Prompt
In this exercise, reproduce all the entries that follow exactly.

— START OF Material shown —

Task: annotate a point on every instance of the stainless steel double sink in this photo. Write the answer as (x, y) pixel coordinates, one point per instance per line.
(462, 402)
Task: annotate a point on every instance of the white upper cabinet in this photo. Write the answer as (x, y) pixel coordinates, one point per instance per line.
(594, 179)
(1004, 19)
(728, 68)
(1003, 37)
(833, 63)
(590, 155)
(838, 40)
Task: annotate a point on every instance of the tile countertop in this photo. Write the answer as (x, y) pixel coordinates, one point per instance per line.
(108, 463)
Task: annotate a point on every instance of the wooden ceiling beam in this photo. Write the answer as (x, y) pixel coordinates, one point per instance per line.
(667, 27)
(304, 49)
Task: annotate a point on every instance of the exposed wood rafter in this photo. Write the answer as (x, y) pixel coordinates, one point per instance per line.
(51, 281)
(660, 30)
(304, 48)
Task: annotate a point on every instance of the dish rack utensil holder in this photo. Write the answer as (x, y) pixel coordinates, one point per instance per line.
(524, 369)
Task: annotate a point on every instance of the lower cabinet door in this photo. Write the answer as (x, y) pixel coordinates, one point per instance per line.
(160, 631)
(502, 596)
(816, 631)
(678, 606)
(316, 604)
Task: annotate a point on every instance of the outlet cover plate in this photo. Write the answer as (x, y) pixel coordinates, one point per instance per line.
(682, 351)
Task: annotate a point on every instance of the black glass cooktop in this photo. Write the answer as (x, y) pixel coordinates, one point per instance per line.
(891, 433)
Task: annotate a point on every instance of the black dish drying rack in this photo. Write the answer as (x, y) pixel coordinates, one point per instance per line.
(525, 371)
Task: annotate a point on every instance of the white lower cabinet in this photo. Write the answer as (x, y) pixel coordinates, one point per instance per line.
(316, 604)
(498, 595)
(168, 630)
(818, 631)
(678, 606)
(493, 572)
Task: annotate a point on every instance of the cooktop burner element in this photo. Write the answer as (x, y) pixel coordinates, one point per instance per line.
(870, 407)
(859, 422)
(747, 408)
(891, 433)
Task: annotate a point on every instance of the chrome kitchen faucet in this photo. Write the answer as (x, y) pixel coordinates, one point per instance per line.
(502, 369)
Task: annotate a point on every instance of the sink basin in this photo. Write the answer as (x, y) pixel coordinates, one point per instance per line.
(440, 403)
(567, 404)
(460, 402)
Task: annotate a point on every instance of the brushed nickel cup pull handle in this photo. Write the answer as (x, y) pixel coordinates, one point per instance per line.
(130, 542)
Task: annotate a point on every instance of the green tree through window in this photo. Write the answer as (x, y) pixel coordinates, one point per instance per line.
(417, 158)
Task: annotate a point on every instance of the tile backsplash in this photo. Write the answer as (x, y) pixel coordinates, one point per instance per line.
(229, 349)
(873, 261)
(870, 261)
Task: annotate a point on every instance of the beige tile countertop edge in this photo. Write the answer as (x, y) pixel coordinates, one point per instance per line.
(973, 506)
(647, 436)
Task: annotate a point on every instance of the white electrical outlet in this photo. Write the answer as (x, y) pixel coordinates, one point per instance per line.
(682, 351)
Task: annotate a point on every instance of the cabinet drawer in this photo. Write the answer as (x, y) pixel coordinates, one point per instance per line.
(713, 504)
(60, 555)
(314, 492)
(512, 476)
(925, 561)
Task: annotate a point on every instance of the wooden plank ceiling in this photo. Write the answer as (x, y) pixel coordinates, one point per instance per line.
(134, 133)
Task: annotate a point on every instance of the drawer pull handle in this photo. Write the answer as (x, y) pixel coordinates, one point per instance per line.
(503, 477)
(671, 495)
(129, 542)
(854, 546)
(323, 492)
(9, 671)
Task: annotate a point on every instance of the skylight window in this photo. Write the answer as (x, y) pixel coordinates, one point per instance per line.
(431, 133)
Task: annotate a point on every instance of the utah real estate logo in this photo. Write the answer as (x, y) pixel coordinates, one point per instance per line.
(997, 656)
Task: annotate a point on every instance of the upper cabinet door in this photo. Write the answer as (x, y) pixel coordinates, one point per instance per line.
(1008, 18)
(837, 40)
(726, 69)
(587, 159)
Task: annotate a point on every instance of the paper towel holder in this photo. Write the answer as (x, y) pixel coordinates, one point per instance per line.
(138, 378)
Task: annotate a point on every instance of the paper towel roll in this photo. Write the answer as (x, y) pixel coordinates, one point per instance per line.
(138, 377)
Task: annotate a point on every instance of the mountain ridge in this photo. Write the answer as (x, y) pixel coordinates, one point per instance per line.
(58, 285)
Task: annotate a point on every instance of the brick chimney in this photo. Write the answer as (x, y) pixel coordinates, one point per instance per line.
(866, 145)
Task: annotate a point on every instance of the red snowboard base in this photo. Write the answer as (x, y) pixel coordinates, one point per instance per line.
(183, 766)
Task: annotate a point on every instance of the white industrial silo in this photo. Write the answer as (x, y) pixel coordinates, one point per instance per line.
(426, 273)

— END OF Material shown —

Reply
Task: annotate a point on every instance of the stainless steel double sink in this photo. Write the answer as (x, y) pixel coordinates, one point per instance per line.
(462, 402)
Task: annotate a point on every instance of the white upper cabinet in this photo. Write the answer as (x, y) pixel coordinates, one point per instance per line.
(594, 179)
(1004, 19)
(728, 68)
(1003, 37)
(833, 63)
(590, 155)
(838, 40)
Task: annotate a point on every instance of the tile countertop in this photo. Write the answer as (x, y) pixel coordinates, one point per instance per line.
(108, 463)
Task: annotate a point on every instance of the wooden ceiling beam in this photo. Write the answer as (x, y) pixel coordinates, one point per instance per line.
(667, 27)
(304, 49)
Task: annotate a point on every instance of the exposed wood rafter in this photo. Write the answer as (x, y) pixel coordinates, one point per instance per line.
(51, 281)
(660, 30)
(304, 48)
Task: annotate a point on every instance of the dish rack utensil holder in this photo. Write the answer as (x, y) pixel coordinates, one point per instance per line.
(524, 369)
Task: annotate a point on every instance of the lower cabinet door in this photo. Write the answer as (x, y) pixel coordinates, one point per instance per line.
(160, 631)
(502, 596)
(816, 631)
(678, 606)
(316, 604)
Task: annotate a point on every instance of the outlet cover plate in this photo. Write the answer as (x, y) pixel coordinates, one point per instance per line.
(682, 351)
Task: annotate a point on every instance of the black glass cooktop in this photo. Write the answer as (x, y) pixel coordinates, one point per instance per line.
(891, 433)
Task: annotate a point on every instance of the black dish drying rack in this photo. Write the answer as (x, y) pixel coordinates, one point per instance per line.
(525, 371)
Task: annotate a point on every instance of the white lower cabinet in this photo. Write the answer as (x, y) pixel coordinates, one point per instance per line.
(316, 604)
(498, 595)
(168, 630)
(818, 631)
(678, 606)
(493, 572)
Task: annotate a point on every instance of the cooktop burner element in this photo. Write the answer as (x, y) pixel coordinates, one point per instance per line.
(870, 407)
(859, 422)
(747, 408)
(891, 433)
Task: annotate a point on every instance of the chrome kitchen faucet in this photo. Write the answer as (x, y) pixel coordinates, one point per instance per line.
(502, 369)
Task: annotate a point on every instance of the sink basin in this photo. Write the answer as (x, y) pixel coordinates, one point per instance per line.
(440, 403)
(567, 404)
(460, 402)
Task: annotate a point on every instance of the brushed nickel cup pull handle in this photo. Write the answer as (x, y) pixel coordinates, one point per instance per line.
(130, 542)
Task: annotate a point on every instance of the green tree through window in this photo. Write the answer as (x, y) pixel coordinates, one point per instance per line.
(417, 158)
Task: annotate a point on every instance of the tile backsplash in this photo. Write the answer as (x, y) pixel coordinates, one point per instance per line.
(229, 349)
(873, 261)
(870, 261)
Task: annotate a point on every instance of the beige tile countertop edge in this photo. Write the answer as (x, y) pixel coordinates, one point per instance per line.
(973, 506)
(647, 436)
Task: annotate a point on every instance of the white electrical outlet in this photo. Write the answer as (x, y) pixel coordinates, one point per instance per line.
(682, 351)
Task: annotate a point on every instance of the cabinet drawer in this photo. Write the answer as (x, y) pixel coordinates, one point per instance per line.
(713, 504)
(60, 555)
(314, 492)
(512, 476)
(925, 561)
Task: annotate a point on every instance of the wooden plank ceiling in this photo. Write the answer as (x, y) pixel coordinates, one point per instance per line.
(134, 133)
Task: annotate a point on every instance of the drawer pull handle in this photo. Write the answer as (x, y) pixel coordinates, one point per instance per line.
(503, 477)
(671, 495)
(129, 542)
(854, 546)
(323, 492)
(9, 671)
Task: annotate a point on every instance of the skylight window in this photo. Write the answer as (x, y) pixel coordinates, one point per instance per line.
(431, 133)
Task: annotate a point on every instance of the utah real estate logo in this photo. Write the answer as (x, y) pixel coordinates, one point per instance per line.
(997, 656)
Task: annotate a point on every instance of the upper cabinet door in this photo. Write the answer as (x, y) pixel coordinates, one point per instance per line.
(1008, 18)
(837, 40)
(726, 69)
(587, 159)
Task: annotate a point on every instance of the paper towel holder in this photo. Write the answer as (x, y) pixel coordinates, one point per instance per line.
(138, 378)
Task: annotate a point on every instance of the paper towel roll in this photo. Write the answer as (x, y) pixel coordinates, one point per instance per line.
(138, 377)
Task: annotate a point on every instance of the mountain ridge in this photo. Write the answer as (x, y) pixel coordinates, one point per instance per line.
(58, 285)
Task: annotate a point on every instance of the brick chimney in this photo. Write the answer as (x, y) pixel coordinates, one point per instance per line.
(866, 145)
Task: annotate a point on every instance of the red snowboard base in this photo. Write the answer as (x, y) pixel coordinates, one point per instance per line.
(183, 766)
Task: annotate a point on every instance of the white industrial silo in this photo. Write the answer as (x, y) pixel coordinates, one point per instance per line.
(426, 273)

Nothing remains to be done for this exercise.